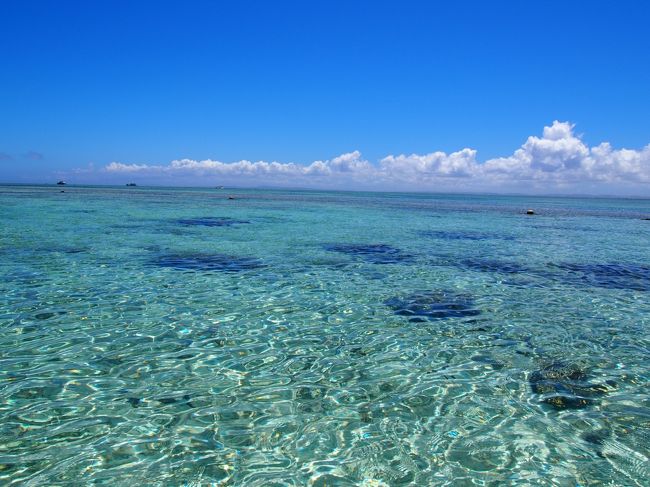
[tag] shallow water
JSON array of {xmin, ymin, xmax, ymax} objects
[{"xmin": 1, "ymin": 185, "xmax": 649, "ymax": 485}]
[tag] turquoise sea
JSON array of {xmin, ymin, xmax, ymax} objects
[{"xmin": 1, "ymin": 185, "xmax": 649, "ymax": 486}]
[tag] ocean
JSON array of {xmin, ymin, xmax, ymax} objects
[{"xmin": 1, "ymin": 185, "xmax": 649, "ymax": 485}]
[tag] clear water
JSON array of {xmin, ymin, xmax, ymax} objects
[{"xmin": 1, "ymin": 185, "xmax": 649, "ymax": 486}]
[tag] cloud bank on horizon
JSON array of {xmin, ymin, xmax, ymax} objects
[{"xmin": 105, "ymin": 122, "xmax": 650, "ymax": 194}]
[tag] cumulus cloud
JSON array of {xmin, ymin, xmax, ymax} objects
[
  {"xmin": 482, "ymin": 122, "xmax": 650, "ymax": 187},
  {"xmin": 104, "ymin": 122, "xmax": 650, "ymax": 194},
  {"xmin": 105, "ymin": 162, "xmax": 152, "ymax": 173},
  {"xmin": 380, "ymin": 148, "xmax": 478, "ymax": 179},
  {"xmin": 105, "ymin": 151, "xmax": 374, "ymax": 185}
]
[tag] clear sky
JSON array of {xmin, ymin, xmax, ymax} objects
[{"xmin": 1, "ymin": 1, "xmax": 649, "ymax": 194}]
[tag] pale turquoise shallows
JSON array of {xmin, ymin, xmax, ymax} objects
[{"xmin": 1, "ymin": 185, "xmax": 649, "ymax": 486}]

__TASK OBJECTIVE__
Count the lines in the entries where the string "turquoise" appears, and report only the number.

__FINISHED TASK__
2